A/B testing landing pages is a bit like performing surgery. It requires patience and skill, and if you’re not sure why you’re performing the operation in the first place, you’re bound to botch it.
Because testing is a complex science, people have a lot of questions. So we set out to ask conversion rate optimization experts some of the most common ones.
When is an A/B test cooked?
When we test our landing pages, we’re looking for something that tells us which elements of our page are working and which are not. In order to get that answer, a test must achieve a certain confidence level.
Here’s a great explanation of what confidence level is:
The probability that the winning variation of your A/B test had more conversions for reasons other than chance. Before declaring a winner, you want a confidence level of 95% or more, as well as a sufficient number of conversions.
But is that the only factor you should consider before declaring a winner:
When your testing tool says that you’ve reached 95% or even 99% confidence level, that doesn’t mean that you have a winning variation. Around 77% of the A/A tests (same page against same page) will reach significance at a certain point.
What does this mean? First of all, an explanation about A/A tests.

## Material provided
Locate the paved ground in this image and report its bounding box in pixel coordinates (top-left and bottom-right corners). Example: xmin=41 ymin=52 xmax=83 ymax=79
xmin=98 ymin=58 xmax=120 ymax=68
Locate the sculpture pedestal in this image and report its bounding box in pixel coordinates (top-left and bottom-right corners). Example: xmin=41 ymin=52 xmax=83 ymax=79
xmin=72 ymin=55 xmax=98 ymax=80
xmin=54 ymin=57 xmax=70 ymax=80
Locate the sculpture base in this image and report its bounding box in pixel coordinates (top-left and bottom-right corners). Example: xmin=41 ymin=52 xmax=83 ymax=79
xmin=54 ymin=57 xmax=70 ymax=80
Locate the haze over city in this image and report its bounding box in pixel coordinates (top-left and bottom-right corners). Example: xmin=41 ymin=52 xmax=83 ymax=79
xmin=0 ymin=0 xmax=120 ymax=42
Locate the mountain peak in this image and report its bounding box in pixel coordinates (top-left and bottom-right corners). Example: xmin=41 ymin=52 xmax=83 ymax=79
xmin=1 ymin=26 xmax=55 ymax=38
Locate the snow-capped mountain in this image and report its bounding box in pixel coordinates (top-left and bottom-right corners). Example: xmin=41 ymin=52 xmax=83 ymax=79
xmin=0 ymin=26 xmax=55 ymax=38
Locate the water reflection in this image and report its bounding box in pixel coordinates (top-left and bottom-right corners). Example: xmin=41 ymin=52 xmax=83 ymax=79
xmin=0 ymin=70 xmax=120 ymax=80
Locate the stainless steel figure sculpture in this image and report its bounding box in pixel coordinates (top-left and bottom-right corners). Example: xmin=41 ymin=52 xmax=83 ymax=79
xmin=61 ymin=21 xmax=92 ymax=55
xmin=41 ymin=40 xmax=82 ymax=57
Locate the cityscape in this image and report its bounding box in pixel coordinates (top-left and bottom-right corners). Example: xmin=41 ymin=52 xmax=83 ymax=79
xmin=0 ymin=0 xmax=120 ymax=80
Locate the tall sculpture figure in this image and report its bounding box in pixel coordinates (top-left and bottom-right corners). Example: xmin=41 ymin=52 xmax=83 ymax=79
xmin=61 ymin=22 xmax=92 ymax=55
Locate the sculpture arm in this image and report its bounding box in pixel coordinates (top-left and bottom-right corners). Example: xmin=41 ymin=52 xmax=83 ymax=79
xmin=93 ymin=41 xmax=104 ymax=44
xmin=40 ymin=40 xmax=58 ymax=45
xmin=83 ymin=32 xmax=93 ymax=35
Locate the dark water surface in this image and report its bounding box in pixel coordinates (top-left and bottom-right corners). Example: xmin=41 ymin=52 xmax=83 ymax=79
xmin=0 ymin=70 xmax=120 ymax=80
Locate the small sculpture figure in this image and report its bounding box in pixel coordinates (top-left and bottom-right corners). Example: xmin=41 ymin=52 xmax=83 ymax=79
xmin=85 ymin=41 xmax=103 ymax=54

## Exercise aim
In the text on A/B testing landing pages:
(a) What is A/B testing landing pages compared to?
(b) What confidence level should a test reach before a winner is declared?
(c) Around what percentage of A/A tests will reach significance at a certain point?

## Result below
(a) Performing surgery.
(b) 95% or more.
(c) Around 77%.